Activity:
Answer these questions from the passage on federated learning:
1. In what year did Google pioneer federated learning?
2. In what city is the startup Owkin based?
3. How many images does Gabriel de Vinzelles say are too few to train an algorithm to 99.9% accuracy?

Text passage:
Centralized machine learning also requires moving those mountains of data. Even minuscule delays in communicating between a device and the cloud make it impractical for cases where rapid, real‑time responses are required, such as with self‑driving cars.

Wisdom of the crowds

Federated learning attempts to solve the problems that traditional machine learning leaves on the table. Algorithm training moves to the edge of the network, so that data never leaves the device, whether it’s a mobile phone or a bank branch’s servers. Once the model “learns” from the data, the results are uploaded and aggregated with updates from all the other devices on the network. The improved model is then shared with the entire network.

Google pioneered federated learning in 2017 as a way to provide enhanced personalization services on mobile phones, and uses the approach today with its Gboard virtual keyboard on Android phones, which predicts your next words while you’re typing. Type the phrase “I’ll call you,” for example, and the system will suggest “tomorrow” or “later” as the next word. Each phone learns about its user’s unique texting habits without giving away any private information. At the same time, the aggregated results improve the keyboard’s predictive accuracy for all users.

Other tech vendors are introducing federated learning in their AI offerings.

Owkin, a New York–based startup, is bringing federated learning to the sensitive field of healthcare, building machine‑learning models for medical research.

With its software, Owkin can train AI algorithms locally to look for biomarkers in medical data. The models it produces are valuable to its main customers—pharmaceutical companies conducting biological research—because privacy regulations make it difficult for hospitals and imaging centers to send this data to the cloud for training. And some hospitals don’t produce enough images to yield accurate AI models.

“To reach 99.9% accuracy, you can’t train an algorithm on 100 images,” says Gabriel de Vinzelles, a senior associate at Otium Capital, a French early‑stage venture company and an investor in Owkin.

Owkin’s technology uses federated learning to train on medical data behind the hospital’s firewall. Only the results are aggregated and used to refine the model, which can then assist in the various stages of drug development, from identifying target molecules to recruiting patients for clinical trials.

Information given:
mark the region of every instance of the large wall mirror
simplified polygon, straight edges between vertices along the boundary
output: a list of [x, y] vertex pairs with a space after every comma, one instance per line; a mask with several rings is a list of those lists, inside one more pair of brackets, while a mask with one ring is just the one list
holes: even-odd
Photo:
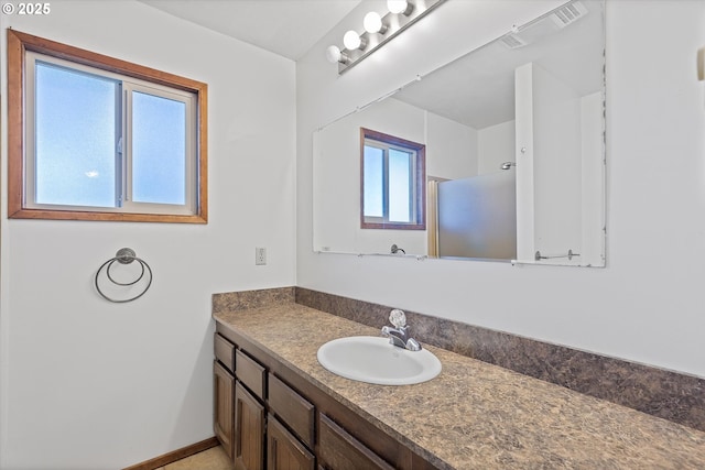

Task output:
1. 2017
2. New York
3. 100 images